— Extract provided —
— start —
On the New York Mercantile Exchange, natural gas futures for October delivery traded at USD4.002 per million British thermal units during U.S. morning trade, rallying 3%.

It earlier rose as much as 3.1% to trade at USD4.018 per million British thermal units, the highest price since September 8.

The U.S. National Hurricane Center said in an advisory earlier that the 2011 Atlantic hurricane season “has turned out to be as active a season as was forecast”.

NHS spokesman Dennis Feltgen said that the 14 storms that have developed in thus far are in line with NHS projections for 19 named storms during the U.S. hurricane season, which runs from June 1 to November 30 and peaks in September and October.

“We are a little behind the curve on hurricanes, but right on target for being an active season, which is just as forecast.”

“We still have a lot of season to go because October is typically one of the most active months,” Mr. Feltgen added.
— end —
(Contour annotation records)
— start —
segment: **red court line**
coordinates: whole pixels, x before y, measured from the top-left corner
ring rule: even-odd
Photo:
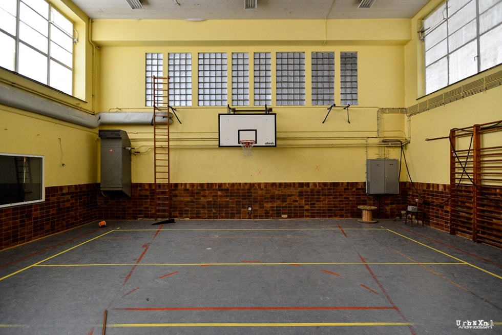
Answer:
[[[327,270],[321,270],[323,272],[325,272],[327,274],[331,274],[331,275],[334,275],[335,276],[338,276],[340,277],[340,275],[338,274],[336,274],[334,272],[331,272],[331,271],[328,271]]]
[[[160,231],[162,229],[162,226],[163,226],[163,225],[164,225],[163,224],[161,224],[159,226],[159,228],[157,230],[157,232],[155,233],[155,235],[153,236],[154,238],[155,238],[157,237],[157,234],[158,234],[160,232]]]
[[[181,311],[181,310],[363,310],[372,309],[397,309],[393,306],[341,306],[331,307],[138,307],[114,308],[116,310],[135,311]]]
[[[408,328],[409,328],[410,331],[411,332],[412,335],[416,335],[416,333],[415,332],[415,330],[413,329],[413,327],[411,326],[411,325],[409,324],[410,323],[409,321],[408,321],[408,320],[406,319],[406,318],[404,316],[404,315],[403,314],[402,312],[401,312],[401,311],[399,310],[399,308],[398,308],[398,306],[395,305],[395,304],[394,303],[394,302],[392,301],[392,300],[390,299],[390,296],[388,295],[388,294],[387,292],[387,291],[386,291],[385,289],[384,288],[383,285],[382,285],[382,283],[380,283],[380,281],[378,280],[378,278],[376,278],[376,276],[373,273],[373,271],[371,270],[371,268],[370,268],[369,267],[369,265],[368,265],[368,264],[366,263],[366,260],[364,258],[363,258],[363,256],[361,256],[361,254],[360,254],[358,252],[356,252],[358,254],[358,256],[359,256],[359,258],[360,259],[361,259],[361,262],[363,262],[363,264],[364,264],[364,266],[366,267],[366,269],[368,270],[368,272],[369,273],[369,274],[371,275],[371,277],[373,277],[373,280],[375,281],[375,282],[376,283],[378,286],[380,287],[380,289],[382,290],[382,291],[385,295],[385,297],[387,298],[387,300],[389,301],[389,302],[390,303],[391,305],[393,307],[395,307],[395,309],[396,311],[398,312],[398,313],[399,313],[399,315],[401,316],[401,318],[403,318],[403,320],[404,321],[404,322],[406,322],[406,323],[409,324],[408,326]]]
[[[363,286],[363,287],[364,287],[365,288],[366,288],[368,291],[371,291],[371,292],[373,292],[373,293],[374,293],[375,295],[378,295],[378,292],[377,292],[376,291],[375,291],[374,290],[371,289],[371,288],[370,288],[369,287],[368,287],[366,285],[364,285],[364,284],[361,284],[361,286]]]
[[[168,276],[171,276],[171,275],[176,275],[177,273],[178,273],[177,271],[175,271],[174,272],[172,272],[170,274],[168,274],[167,275],[164,275],[163,276],[161,276],[160,277],[159,277],[159,279],[162,279],[162,278],[166,277]]]
[[[62,245],[63,244],[66,244],[66,243],[69,243],[70,242],[72,242],[72,241],[75,241],[75,240],[77,240],[78,239],[79,239],[81,237],[83,237],[84,236],[86,236],[87,235],[89,235],[90,234],[92,234],[93,233],[95,233],[96,232],[97,232],[98,231],[99,231],[99,230],[101,230],[101,228],[98,228],[98,229],[96,229],[95,230],[94,230],[94,231],[93,231],[92,232],[89,232],[89,233],[86,233],[86,234],[83,234],[83,235],[80,235],[79,236],[77,236],[76,237],[75,237],[74,238],[72,238],[71,240],[68,240],[68,241],[65,241],[65,242],[62,242],[60,243],[58,243],[57,244],[55,244],[54,245],[53,245],[52,246],[50,246],[48,248],[46,248],[44,250],[40,250],[39,252],[37,252],[36,253],[34,253],[33,254],[32,254],[31,255],[28,255],[27,256],[26,256],[25,257],[23,257],[22,258],[19,258],[19,259],[16,260],[15,261],[12,261],[12,262],[11,262],[10,263],[7,263],[6,264],[4,264],[3,265],[0,266],[0,269],[1,269],[3,267],[5,267],[6,266],[8,266],[9,265],[11,265],[13,264],[15,264],[16,263],[17,263],[18,262],[20,262],[22,261],[24,261],[25,259],[28,259],[28,258],[29,258],[30,257],[32,257],[36,255],[38,255],[39,254],[41,254],[42,253],[45,253],[45,252],[48,251],[48,250],[50,250],[51,249],[54,249],[54,248],[57,247],[58,246],[60,246],[61,245]],[[30,241],[30,242],[34,242],[34,241]],[[30,243],[30,242],[27,242],[27,243]],[[16,245],[16,246],[19,246],[19,245]],[[6,250],[7,250],[7,249],[6,249]]]
[[[417,235],[418,236],[420,236],[420,237],[421,237],[422,238],[426,239],[427,240],[429,240],[429,241],[432,241],[432,242],[435,242],[436,243],[438,243],[438,244],[441,244],[442,245],[444,245],[445,246],[448,247],[449,248],[451,248],[453,249],[453,250],[457,250],[458,252],[460,252],[461,253],[464,253],[464,254],[465,254],[466,255],[468,255],[470,256],[472,256],[472,257],[474,257],[475,258],[477,258],[478,259],[480,259],[482,261],[484,261],[485,262],[487,262],[488,263],[490,263],[491,264],[493,264],[493,265],[495,265],[496,266],[498,266],[498,267],[502,267],[502,264],[499,264],[498,263],[495,263],[495,262],[493,262],[493,261],[490,260],[489,259],[487,259],[486,258],[483,258],[483,257],[480,257],[479,256],[476,256],[476,255],[474,255],[473,254],[471,254],[469,252],[467,252],[467,251],[466,251],[465,250],[462,250],[462,249],[459,249],[458,248],[457,248],[456,247],[454,247],[454,246],[450,245],[449,244],[447,244],[446,243],[445,243],[444,242],[441,242],[441,241],[438,241],[437,240],[434,240],[433,238],[431,238],[430,237],[428,237],[427,236],[425,236],[425,235],[422,235],[421,234],[419,234],[417,233],[415,233],[414,232],[412,232],[412,231],[410,231],[410,230],[408,230],[407,229],[405,229],[405,228],[403,228],[403,227],[400,227],[399,226],[395,225],[393,225],[396,228],[399,228],[400,229],[403,229],[403,231],[405,231],[405,232],[408,232],[408,233],[411,233],[412,234],[414,234],[415,235]]]
[[[141,262],[141,259],[143,258],[143,257],[144,256],[144,254],[147,253],[147,250],[148,250],[148,248],[150,246],[150,243],[145,243],[143,246],[143,247],[144,248],[144,250],[143,250],[143,253],[141,254],[141,256],[139,256],[139,258],[138,258],[138,259],[136,260],[136,264],[134,264],[134,266],[133,266],[133,268],[131,269],[131,271],[129,272],[129,274],[128,275],[127,277],[126,277],[126,279],[124,280],[124,282],[122,283],[122,285],[126,285],[126,283],[127,283],[128,281],[129,280],[129,279],[131,278],[131,276],[132,276],[133,275],[133,273],[134,272],[134,270],[135,270],[136,268],[137,267],[138,264],[139,264],[140,262]]]

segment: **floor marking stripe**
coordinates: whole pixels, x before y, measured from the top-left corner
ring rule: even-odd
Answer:
[[[116,310],[159,311],[182,310],[363,310],[396,309],[395,306],[306,306],[306,307],[129,307],[114,308]]]
[[[457,262],[450,263],[436,263],[434,262],[424,262],[415,263],[413,262],[401,262],[393,263],[379,263],[378,262],[368,262],[367,264],[372,265],[465,265],[465,263]],[[356,262],[315,262],[315,263],[112,263],[110,264],[34,264],[32,266],[57,267],[78,267],[78,266],[210,266],[212,265],[364,265],[365,263]],[[1,280],[1,279],[0,279]]]
[[[110,233],[112,233],[112,232],[115,232],[115,231],[110,231],[109,232],[107,232],[104,234],[102,234],[101,235],[99,235],[98,236],[96,236],[96,237],[94,237],[94,238],[91,239],[90,240],[88,240],[87,241],[86,241],[85,242],[82,242],[81,243],[80,243],[79,244],[77,244],[76,245],[75,245],[74,246],[72,246],[71,248],[69,248],[67,249],[66,250],[64,250],[63,251],[62,251],[62,252],[61,252],[60,253],[58,253],[57,254],[56,254],[55,255],[52,255],[52,256],[51,256],[50,257],[47,257],[45,259],[43,259],[42,260],[39,261],[38,262],[37,262],[36,263],[34,263],[33,264],[31,264],[31,265],[28,265],[28,266],[27,266],[26,267],[24,267],[22,269],[20,269],[19,270],[18,270],[17,271],[15,271],[14,272],[13,272],[12,273],[10,274],[10,275],[7,275],[7,276],[4,276],[4,277],[2,277],[1,278],[0,278],[0,281],[2,281],[4,279],[6,279],[7,278],[8,278],[9,277],[12,277],[12,276],[14,276],[15,275],[17,275],[17,274],[23,272],[23,271],[25,271],[26,270],[28,270],[28,269],[31,268],[32,267],[33,267],[34,266],[37,266],[40,265],[42,263],[44,263],[44,262],[46,262],[47,261],[48,261],[50,259],[52,259],[53,258],[54,258],[55,257],[57,257],[57,256],[58,256],[59,255],[62,255],[63,254],[64,254],[65,253],[67,253],[67,252],[68,252],[69,251],[70,251],[71,250],[73,250],[73,249],[75,249],[76,248],[78,248],[78,247],[79,247],[79,246],[80,246],[81,245],[83,245],[86,243],[88,243],[91,242],[91,241],[94,241],[94,240],[97,240],[97,239],[99,238],[100,237],[102,237],[103,236],[104,236],[105,235],[106,235],[107,234],[109,234]]]
[[[291,323],[116,323],[108,327],[351,327],[408,326],[408,322],[298,322]]]
[[[464,260],[462,260],[462,259],[461,259],[459,258],[457,258],[457,257],[455,257],[455,256],[452,256],[451,255],[449,255],[448,254],[447,254],[446,253],[445,253],[444,252],[441,251],[441,250],[438,250],[437,249],[436,249],[435,248],[433,248],[432,247],[431,247],[431,246],[430,246],[429,245],[427,245],[427,244],[425,244],[425,243],[422,243],[421,242],[419,242],[416,240],[414,240],[412,238],[411,238],[410,237],[408,237],[406,236],[405,235],[403,235],[403,234],[399,234],[399,233],[398,233],[396,232],[394,232],[394,231],[392,231],[392,229],[388,229],[387,230],[389,231],[389,232],[390,232],[391,233],[393,233],[396,234],[396,235],[399,235],[399,236],[401,236],[401,237],[404,237],[404,238],[406,239],[407,240],[409,240],[410,241],[412,241],[413,242],[414,242],[415,243],[418,243],[419,244],[420,244],[421,245],[422,245],[423,246],[425,246],[425,247],[426,247],[427,248],[429,248],[431,250],[433,250],[434,251],[436,252],[437,253],[439,253],[440,254],[441,254],[442,255],[444,255],[446,256],[448,256],[448,257],[450,257],[450,258],[453,258],[455,260],[458,261],[459,262],[461,262],[464,263],[464,264],[466,265],[469,265],[469,266],[472,266],[472,267],[473,267],[473,268],[474,268],[475,269],[477,269],[478,270],[479,270],[480,271],[483,271],[483,272],[484,272],[484,273],[485,273],[486,274],[488,274],[488,275],[491,275],[493,277],[494,277],[495,278],[498,278],[499,279],[502,279],[502,276],[499,276],[498,275],[496,275],[495,274],[494,274],[492,272],[490,272],[488,270],[485,270],[485,269],[484,269],[484,268],[483,268],[482,267],[479,267],[479,266],[477,266],[476,265],[474,265],[473,264],[471,264],[470,263],[468,263],[467,262],[466,262],[465,261],[464,261]],[[422,264],[424,264],[424,263],[422,263]]]

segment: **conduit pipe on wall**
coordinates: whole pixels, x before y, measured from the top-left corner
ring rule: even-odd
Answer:
[[[103,112],[90,114],[54,100],[14,87],[0,85],[0,104],[32,112],[88,128],[100,124],[151,124],[152,113],[145,112]],[[167,115],[167,112],[163,113]],[[159,120],[162,116],[158,118]]]

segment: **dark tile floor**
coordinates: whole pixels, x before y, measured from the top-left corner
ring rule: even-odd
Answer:
[[[0,333],[502,332],[492,247],[391,220],[152,223],[0,252]]]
— end —
— Set exercise —
Pick up the news report on natural gas prices and the hurricane season from where it stops.

— Result for this task —
Production in federal waters in the Gulf accounts for about 10% of U.S. natural gas output and prices typically spike when storms threaten production.

Wall Street bank Citigroup said in a report earlier that natural gas prices could rally to USD4.50 per million British thermal units in the months ahead as traders focus on winter heating demand.

Natural gas futures often reach a seasonal low in October, when mild weather reduces demand, before recovering in the winter, when heating-fuel use peaks.

Elsewhere on the Nymex, light sweet crude oil futures for delivery in October jumped 1.33% to trade at USD89.36 a barrel, while heating oil for October delivery shed 0.65% to trade at USD2.933 per gallon.